▸ **TASK OBJECTIVE**
Please reproduce the records word for word, from the line with "[tag] man hiking (a dot for each instance)" through the end of the records.

▸ **DATA LISTING**
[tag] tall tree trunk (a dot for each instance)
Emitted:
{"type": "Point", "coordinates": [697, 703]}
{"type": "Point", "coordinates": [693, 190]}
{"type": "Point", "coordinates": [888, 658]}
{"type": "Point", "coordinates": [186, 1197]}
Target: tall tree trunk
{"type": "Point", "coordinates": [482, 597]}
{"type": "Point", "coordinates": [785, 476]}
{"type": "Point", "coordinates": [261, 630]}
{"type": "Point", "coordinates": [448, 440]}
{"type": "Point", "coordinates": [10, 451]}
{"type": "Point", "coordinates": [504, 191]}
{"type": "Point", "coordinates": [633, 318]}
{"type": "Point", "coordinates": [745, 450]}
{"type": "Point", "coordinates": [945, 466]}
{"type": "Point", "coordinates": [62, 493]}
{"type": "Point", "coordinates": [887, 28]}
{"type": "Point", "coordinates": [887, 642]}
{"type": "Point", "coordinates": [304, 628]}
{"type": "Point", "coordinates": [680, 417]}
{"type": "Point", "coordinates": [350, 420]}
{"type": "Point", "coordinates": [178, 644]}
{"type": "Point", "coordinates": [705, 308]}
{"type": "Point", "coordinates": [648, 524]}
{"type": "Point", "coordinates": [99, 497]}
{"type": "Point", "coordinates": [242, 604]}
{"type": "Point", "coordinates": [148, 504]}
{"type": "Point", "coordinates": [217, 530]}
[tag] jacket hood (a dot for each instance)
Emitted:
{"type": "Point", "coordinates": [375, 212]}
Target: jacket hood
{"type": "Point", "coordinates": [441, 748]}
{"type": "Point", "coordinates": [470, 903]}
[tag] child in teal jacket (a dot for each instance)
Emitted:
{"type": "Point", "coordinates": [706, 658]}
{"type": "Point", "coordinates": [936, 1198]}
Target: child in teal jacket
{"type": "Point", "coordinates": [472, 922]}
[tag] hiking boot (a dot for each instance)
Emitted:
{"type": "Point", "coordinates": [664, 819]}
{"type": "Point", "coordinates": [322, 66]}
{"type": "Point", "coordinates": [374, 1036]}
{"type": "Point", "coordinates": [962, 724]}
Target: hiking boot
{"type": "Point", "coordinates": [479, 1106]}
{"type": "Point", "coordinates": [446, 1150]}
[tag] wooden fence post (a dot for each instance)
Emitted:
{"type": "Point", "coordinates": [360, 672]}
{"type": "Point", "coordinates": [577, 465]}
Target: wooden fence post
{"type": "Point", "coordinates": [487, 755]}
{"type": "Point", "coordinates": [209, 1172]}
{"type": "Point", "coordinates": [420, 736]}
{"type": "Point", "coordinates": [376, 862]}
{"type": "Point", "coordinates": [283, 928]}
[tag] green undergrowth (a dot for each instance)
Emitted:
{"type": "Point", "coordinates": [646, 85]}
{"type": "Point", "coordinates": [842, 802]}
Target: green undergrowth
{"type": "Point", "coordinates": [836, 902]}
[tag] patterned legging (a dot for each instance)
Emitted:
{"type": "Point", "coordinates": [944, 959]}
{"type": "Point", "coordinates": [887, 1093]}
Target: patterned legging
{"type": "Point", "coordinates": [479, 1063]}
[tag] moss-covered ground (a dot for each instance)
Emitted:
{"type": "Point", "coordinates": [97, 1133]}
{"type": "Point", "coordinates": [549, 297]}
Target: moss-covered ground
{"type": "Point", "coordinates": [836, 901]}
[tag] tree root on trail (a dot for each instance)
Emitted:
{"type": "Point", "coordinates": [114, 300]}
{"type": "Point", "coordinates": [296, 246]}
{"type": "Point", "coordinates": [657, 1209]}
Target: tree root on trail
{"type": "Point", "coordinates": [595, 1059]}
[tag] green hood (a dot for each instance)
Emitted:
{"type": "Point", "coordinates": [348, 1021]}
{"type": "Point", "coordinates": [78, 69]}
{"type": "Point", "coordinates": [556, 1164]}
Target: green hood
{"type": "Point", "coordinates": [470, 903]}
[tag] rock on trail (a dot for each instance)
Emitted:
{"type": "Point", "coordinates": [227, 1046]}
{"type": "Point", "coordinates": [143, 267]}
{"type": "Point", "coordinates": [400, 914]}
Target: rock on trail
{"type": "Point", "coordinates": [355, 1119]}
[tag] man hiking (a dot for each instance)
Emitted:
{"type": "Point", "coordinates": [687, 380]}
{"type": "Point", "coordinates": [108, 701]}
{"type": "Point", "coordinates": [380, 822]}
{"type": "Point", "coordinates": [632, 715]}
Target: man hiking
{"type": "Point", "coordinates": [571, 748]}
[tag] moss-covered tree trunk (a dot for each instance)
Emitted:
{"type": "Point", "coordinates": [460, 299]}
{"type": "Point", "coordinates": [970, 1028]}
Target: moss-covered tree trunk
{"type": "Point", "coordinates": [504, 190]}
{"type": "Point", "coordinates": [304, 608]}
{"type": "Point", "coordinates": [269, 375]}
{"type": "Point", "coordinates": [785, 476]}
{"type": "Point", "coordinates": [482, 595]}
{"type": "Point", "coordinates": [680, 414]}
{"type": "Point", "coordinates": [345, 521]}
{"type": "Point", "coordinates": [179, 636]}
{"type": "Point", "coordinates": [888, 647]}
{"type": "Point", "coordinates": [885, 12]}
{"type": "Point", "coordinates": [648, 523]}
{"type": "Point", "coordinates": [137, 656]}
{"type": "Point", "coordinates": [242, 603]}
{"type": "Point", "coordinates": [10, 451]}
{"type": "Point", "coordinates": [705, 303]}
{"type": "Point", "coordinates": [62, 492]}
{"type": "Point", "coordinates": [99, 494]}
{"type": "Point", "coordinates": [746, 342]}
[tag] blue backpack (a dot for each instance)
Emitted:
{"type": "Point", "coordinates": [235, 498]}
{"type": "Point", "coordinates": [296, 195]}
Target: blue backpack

▸ **ANSWER TO THIS EXERCISE**
[tag] man hiking (a dot for each instance)
Emitted:
{"type": "Point", "coordinates": [687, 380]}
{"type": "Point", "coordinates": [108, 701]}
{"type": "Point", "coordinates": [380, 822]}
{"type": "Point", "coordinates": [632, 715]}
Target: man hiking
{"type": "Point", "coordinates": [571, 748]}
[tag] moss-covered tree trunk (a dot for each instance)
Emitted:
{"type": "Point", "coordinates": [460, 299]}
{"type": "Point", "coordinates": [970, 1028]}
Target: moss-covered tree trunk
{"type": "Point", "coordinates": [504, 190]}
{"type": "Point", "coordinates": [304, 608]}
{"type": "Point", "coordinates": [269, 375]}
{"type": "Point", "coordinates": [785, 476]}
{"type": "Point", "coordinates": [482, 595]}
{"type": "Point", "coordinates": [680, 414]}
{"type": "Point", "coordinates": [345, 521]}
{"type": "Point", "coordinates": [179, 636]}
{"type": "Point", "coordinates": [888, 647]}
{"type": "Point", "coordinates": [885, 12]}
{"type": "Point", "coordinates": [648, 523]}
{"type": "Point", "coordinates": [137, 656]}
{"type": "Point", "coordinates": [242, 603]}
{"type": "Point", "coordinates": [10, 451]}
{"type": "Point", "coordinates": [705, 303]}
{"type": "Point", "coordinates": [62, 492]}
{"type": "Point", "coordinates": [99, 494]}
{"type": "Point", "coordinates": [746, 342]}
[tag] blue backpack (a dot for each instance)
Emitted:
{"type": "Point", "coordinates": [235, 498]}
{"type": "Point", "coordinates": [296, 195]}
Target: blue backpack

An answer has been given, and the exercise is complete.